→ **Task instructions**:
Please return the entries, omitting and altering nothing.

==*==

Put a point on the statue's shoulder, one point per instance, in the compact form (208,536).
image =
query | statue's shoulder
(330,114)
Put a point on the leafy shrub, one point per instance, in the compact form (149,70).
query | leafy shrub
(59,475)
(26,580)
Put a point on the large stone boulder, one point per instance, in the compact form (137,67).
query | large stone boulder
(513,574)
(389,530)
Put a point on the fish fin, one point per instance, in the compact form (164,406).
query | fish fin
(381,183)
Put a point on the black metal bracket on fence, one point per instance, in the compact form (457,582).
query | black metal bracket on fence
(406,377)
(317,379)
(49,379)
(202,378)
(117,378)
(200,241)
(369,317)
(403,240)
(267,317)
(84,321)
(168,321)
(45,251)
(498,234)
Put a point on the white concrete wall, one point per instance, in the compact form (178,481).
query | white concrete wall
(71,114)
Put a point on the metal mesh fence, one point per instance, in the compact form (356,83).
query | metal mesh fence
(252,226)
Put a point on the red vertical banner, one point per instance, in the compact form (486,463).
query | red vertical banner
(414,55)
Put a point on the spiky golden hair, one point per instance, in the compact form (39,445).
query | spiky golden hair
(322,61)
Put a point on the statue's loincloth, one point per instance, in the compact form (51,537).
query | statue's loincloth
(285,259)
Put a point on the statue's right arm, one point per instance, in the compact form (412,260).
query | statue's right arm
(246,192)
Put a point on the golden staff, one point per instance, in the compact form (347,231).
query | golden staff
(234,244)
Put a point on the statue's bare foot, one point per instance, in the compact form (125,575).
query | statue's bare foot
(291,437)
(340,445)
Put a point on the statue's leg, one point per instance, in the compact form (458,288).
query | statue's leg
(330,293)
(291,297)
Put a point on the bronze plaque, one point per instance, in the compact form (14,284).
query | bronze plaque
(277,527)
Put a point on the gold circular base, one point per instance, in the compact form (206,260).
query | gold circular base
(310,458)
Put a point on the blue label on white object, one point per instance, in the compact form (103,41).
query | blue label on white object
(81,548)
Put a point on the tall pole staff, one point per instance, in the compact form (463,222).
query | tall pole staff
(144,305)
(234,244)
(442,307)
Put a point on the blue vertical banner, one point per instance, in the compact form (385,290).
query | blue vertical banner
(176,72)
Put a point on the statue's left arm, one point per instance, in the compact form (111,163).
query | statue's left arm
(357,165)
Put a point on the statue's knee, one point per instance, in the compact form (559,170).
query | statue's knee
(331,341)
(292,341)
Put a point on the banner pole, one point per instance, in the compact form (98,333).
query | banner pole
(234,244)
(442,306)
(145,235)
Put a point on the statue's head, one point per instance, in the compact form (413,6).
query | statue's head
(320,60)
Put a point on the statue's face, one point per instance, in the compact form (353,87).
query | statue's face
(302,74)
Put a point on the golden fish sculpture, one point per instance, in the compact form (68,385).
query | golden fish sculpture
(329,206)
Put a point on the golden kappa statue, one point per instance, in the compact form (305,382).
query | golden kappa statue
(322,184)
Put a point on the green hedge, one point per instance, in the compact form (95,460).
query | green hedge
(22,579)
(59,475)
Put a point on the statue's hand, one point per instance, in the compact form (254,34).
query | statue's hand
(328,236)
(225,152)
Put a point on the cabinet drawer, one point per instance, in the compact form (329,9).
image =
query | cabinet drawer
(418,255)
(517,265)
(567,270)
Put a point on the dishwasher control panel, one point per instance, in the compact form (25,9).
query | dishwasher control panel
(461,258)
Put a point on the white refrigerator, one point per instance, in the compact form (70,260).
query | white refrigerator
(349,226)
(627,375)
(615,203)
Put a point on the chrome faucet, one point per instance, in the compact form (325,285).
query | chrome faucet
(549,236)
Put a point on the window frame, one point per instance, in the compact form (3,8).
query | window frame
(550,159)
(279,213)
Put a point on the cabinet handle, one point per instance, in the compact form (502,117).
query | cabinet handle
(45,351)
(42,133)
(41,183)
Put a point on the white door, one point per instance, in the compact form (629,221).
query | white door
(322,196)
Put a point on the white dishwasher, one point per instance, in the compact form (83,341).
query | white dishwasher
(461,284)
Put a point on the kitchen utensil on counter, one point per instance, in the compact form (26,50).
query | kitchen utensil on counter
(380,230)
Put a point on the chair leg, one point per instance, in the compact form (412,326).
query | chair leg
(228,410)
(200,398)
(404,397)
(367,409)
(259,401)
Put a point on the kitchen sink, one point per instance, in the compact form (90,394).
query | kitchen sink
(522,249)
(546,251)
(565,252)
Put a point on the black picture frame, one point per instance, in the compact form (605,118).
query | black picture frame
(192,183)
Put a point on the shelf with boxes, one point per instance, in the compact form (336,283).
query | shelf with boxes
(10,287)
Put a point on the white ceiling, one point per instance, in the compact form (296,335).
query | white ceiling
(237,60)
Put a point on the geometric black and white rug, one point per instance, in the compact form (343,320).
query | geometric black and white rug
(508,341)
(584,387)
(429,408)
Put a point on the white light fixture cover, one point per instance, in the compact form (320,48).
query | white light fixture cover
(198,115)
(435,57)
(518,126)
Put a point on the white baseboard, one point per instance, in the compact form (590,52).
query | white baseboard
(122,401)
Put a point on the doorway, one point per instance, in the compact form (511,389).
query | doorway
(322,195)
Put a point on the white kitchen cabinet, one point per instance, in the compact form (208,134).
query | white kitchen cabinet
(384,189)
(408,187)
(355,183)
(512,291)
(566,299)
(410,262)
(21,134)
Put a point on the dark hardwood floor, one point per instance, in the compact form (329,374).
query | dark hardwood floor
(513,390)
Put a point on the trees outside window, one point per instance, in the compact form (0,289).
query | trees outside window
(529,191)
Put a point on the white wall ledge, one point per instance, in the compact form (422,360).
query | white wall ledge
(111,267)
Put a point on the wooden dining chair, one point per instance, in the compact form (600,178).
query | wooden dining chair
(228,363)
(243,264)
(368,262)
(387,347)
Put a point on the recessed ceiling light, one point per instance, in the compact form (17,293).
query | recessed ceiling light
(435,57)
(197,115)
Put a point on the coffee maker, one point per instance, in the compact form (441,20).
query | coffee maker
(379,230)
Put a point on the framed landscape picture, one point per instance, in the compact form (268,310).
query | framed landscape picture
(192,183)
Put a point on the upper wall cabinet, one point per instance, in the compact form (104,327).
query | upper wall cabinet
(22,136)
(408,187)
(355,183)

==*==

→ **Task result**:
Put a point on the statue's shoulder, one point per instance, in the compact form (208,536).
image =
query | statue's shoulder
(330,114)
Put a point on the leafy shrub, one point per instance, in the compact form (149,70).
query | leafy shrub
(59,475)
(26,580)
Put a point on the large stone boulder, one point per instance, in the compact form (137,67).
query | large stone boulder
(513,574)
(389,530)
Put a point on the fish fin, one point per instance, in the compact form (164,406).
query | fish fin
(381,183)
Put a point on the black metal bracket on fence, one point per instance, in the compact form (457,582).
query | black metal bracket on fence
(406,377)
(317,379)
(49,379)
(202,378)
(117,378)
(200,241)
(369,317)
(403,240)
(267,317)
(84,321)
(168,321)
(45,251)
(498,234)
Put a point on the white concrete wall, one point per instance, in the compact form (178,481).
query | white concrete wall
(71,114)
Put a point on the metal mesh fence, one point per instance, in the compact form (356,83).
query | metal mesh fence
(252,226)
Put a point on the red vertical banner, one point per instance, in the compact form (486,463).
query | red vertical banner
(414,55)
Put a point on the spiky golden hair, one point per instance, in the compact form (39,445).
query | spiky golden hair
(322,61)
Put a point on the statue's loincloth, one point per instance, in the compact form (51,537).
query | statue's loincloth
(285,259)
Put a point on the statue's right arm, one point per instance, in the compact form (412,260).
query | statue's right arm
(246,192)
Put a point on the golden staff, one point per instance, in the compact form (347,231).
query | golden staff
(234,244)
Put a point on the statue's bare foot, one point per instance, in the compact form (125,575).
query | statue's bare foot
(291,437)
(340,445)
Put a point on the statue's leg, one point per instance, in the compact form (458,288).
query | statue's leg
(330,293)
(291,297)
Put a point on the bronze plaque, one point per instance, in the compact form (14,284).
query | bronze plaque
(277,527)
Put a point on the gold circular base, one point per instance, in the compact form (206,260).
query | gold circular base
(310,458)
Put a point on the blue label on white object, one point per instance, in the compact form (103,41).
query | blue label on white object
(81,548)
Put a point on the tall pole staff, one point per instance, in the compact form (463,222).
query | tall pole staff
(144,305)
(234,244)
(442,307)
Put a point on the blue vertical banner, one point per instance, in the compact form (385,290).
query | blue vertical banner
(176,72)
Put a point on the statue's left arm, one point per instance, in the compact form (111,163).
query | statue's left arm
(357,165)
Put a point on the statue's knee, one point per instance, in the compact form (559,170).
query | statue's knee
(331,341)
(292,341)
Put a point on the banner pole, one point per instance, in the compact form (98,333).
query | banner pole
(234,244)
(442,306)
(145,235)
Put a point on the statue's head, one point per instance, in the compact form (413,6).
query | statue's head
(320,60)
Put a point on the statue's face, one point per instance, in the compact form (353,87).
query | statue's face
(302,74)
Put a point on the golden fish sculpture, one point per instance, in the compact form (68,385).
query | golden fish sculpture
(329,206)
Put a point on the golden kappa statue, one point per instance, in the compact form (305,382).
query | golden kappa statue
(322,184)
Put a point on the green hedge, one point per instance, in the compact form (95,460).
query | green hedge
(22,579)
(59,475)
Put a point on the statue's hand, one point per instance, in the compact form (254,34).
query | statue's hand
(328,236)
(225,152)
Put a point on the cabinet drawer, one point per instance, in the compact form (329,9).
image =
query | cabinet drawer
(418,255)
(517,265)
(567,270)
Put a point on the dishwasher control panel, one point per instance, in the compact form (25,9).
query | dishwasher control panel
(461,258)
Put a point on the white refrigerator, one point per instance, in the compact form (70,260).
query | white refrigerator
(349,226)
(627,375)
(615,203)
Put a point on the chrome faucet, one point per instance, in the compact form (325,285).
query | chrome faucet
(549,236)
Put a point on the window frame, one point per instance, in the compact form (3,8).
query | window frame
(550,159)
(279,213)
Put a point on the cabinet handle, one point per instance, in the compact form (502,117).
query | cabinet handle
(45,351)
(42,133)
(41,183)
Put a point on the white door, one point per instance, in the compact form (629,221).
query | white door
(322,196)
Put a point on the white dishwasher, one point per instance, in the compact form (83,341).
query | white dishwasher
(461,284)
Put a point on the kitchen utensil on counter, one point per instance, in the compact form (26,50).
query | kitchen utensil on counter
(380,230)
Put a point on the chair leg, one point per instance, in the compact form (412,326).
query | chair leg
(228,410)
(200,398)
(404,397)
(367,409)
(259,401)
Put a point on the kitchen sink, one point per instance, in the compact form (90,394).
query | kitchen sink
(522,249)
(546,251)
(565,252)
Put a point on the black picture frame, one point per instance, in the compact form (605,118).
query | black picture frame
(192,183)
Put a point on the shelf with boxes, one point per instance, in the compact form (336,283).
query | shelf with boxes
(10,287)
Put a point on the white ceiling, one point per instance, in the compact form (296,335).
query | white ceiling
(237,60)
Put a point on the geometric black and white rug, one point per instance, in the compact form (343,320).
query | geometric black and white rug
(508,341)
(584,387)
(429,408)
Put a point on the white light fixture cover, one point per instance, in the compact form (320,48).
query | white light fixture cover
(198,115)
(435,57)
(518,126)
Put a point on the white baseboard, one point per instance, in the compact form (590,52).
query | white baseboard
(122,401)
Put a point on the doorway, one point per instance, in the compact form (511,389).
query | doorway
(322,195)
Put a point on the white kitchen cabinet, one point per instance, in the compact form (208,134).
query | white kitchen cabinet
(384,189)
(408,187)
(355,183)
(512,291)
(566,299)
(410,262)
(21,134)
Put a point on the dark hardwood floor, one point per instance, in the compact form (329,374).
query | dark hardwood floor
(513,390)
Put a point on the trees outside window, one point per instance, in the compact form (0,289).
query | trees outside window
(529,191)
Put a point on the white wall ledge, one point per instance, in the compact form (422,360).
query | white wall ledge
(111,267)
Put a point on the wooden dining chair, one point per instance, in the compact form (600,178).
query | wooden dining chair
(228,363)
(243,264)
(368,262)
(387,347)
Put a point on the recessed ceiling light, one point per instance, in the compact form (17,293).
query | recessed ceiling light
(435,57)
(197,115)
Put a point on the coffee maker, one point per instance, in the compact form (441,20).
query | coffee maker
(379,230)
Put a point on the framed landscape picture, one point per instance, in the compact form (268,310).
query | framed landscape picture
(192,183)
Put a point on the upper wall cabinet, one point per instance, in the compact form (104,327).
query | upper wall cabinet
(22,136)
(408,187)
(355,183)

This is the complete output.